- [To do] The lines needed are those below that contain the word "above"; copy each one.

- [Recorded information]
• • • • • • •

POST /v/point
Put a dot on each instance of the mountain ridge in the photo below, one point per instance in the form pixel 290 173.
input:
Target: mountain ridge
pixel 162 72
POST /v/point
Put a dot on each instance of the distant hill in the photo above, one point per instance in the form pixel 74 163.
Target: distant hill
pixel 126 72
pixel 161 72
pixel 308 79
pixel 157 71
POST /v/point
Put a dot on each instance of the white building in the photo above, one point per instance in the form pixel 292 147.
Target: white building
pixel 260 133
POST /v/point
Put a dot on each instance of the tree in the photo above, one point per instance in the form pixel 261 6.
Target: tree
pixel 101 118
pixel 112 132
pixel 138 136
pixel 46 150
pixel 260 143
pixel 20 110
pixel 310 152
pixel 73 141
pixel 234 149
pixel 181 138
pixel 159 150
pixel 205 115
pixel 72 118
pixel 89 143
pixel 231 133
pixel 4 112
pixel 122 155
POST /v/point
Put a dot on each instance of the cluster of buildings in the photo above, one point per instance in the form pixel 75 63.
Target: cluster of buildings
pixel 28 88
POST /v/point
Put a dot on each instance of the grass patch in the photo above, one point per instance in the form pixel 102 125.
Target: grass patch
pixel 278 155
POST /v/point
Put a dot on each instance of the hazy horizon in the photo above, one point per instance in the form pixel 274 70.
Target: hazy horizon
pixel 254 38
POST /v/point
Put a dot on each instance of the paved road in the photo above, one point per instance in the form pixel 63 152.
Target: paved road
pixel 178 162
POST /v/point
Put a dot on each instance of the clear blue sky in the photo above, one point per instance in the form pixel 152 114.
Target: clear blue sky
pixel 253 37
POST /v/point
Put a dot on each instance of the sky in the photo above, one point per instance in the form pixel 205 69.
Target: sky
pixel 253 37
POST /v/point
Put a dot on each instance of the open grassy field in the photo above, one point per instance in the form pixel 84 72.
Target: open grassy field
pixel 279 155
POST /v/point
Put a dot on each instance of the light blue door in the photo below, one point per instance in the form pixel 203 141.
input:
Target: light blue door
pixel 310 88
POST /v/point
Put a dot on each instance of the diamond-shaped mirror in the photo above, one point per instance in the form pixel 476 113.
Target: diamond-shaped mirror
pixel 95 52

• • • • • • •

- [Your solution]
Put a dot on each instance of the distant hill in the photo above, one point per instance in the form pixel 74 163.
Put a dot on each instance of the white building in the photo above, one point per instance in the form pixel 292 147.
Put a dot on each instance of the tree in the photo above, one point per instance in the form pixel 261 6.
Put a dot on each instance of the cluster of buildings in the photo above, one point per instance in the form pixel 75 63.
Put a dot on each instance of the grass patch in the photo above, one point per instance in the form pixel 102 125.
Put a dot on each instance of the hazy horizon in the photo above, one point per instance in the form pixel 274 70.
Put a dot on each instance of the paved road in the photo above, one point per instance in the form pixel 63 152.
Put a dot on each instance of the clear blue sky in the photo above, one point per instance in the form pixel 152 114.
Put a dot on each instance of the sky in the photo above, one point per instance in the form pixel 205 69.
Put a dot on each instance of the open grassy field in the photo above, one point per instance in the form pixel 84 72.
Put a dot on each instance of the diamond-shaped mirror in the photo above, one point per instance in the form pixel 476 113.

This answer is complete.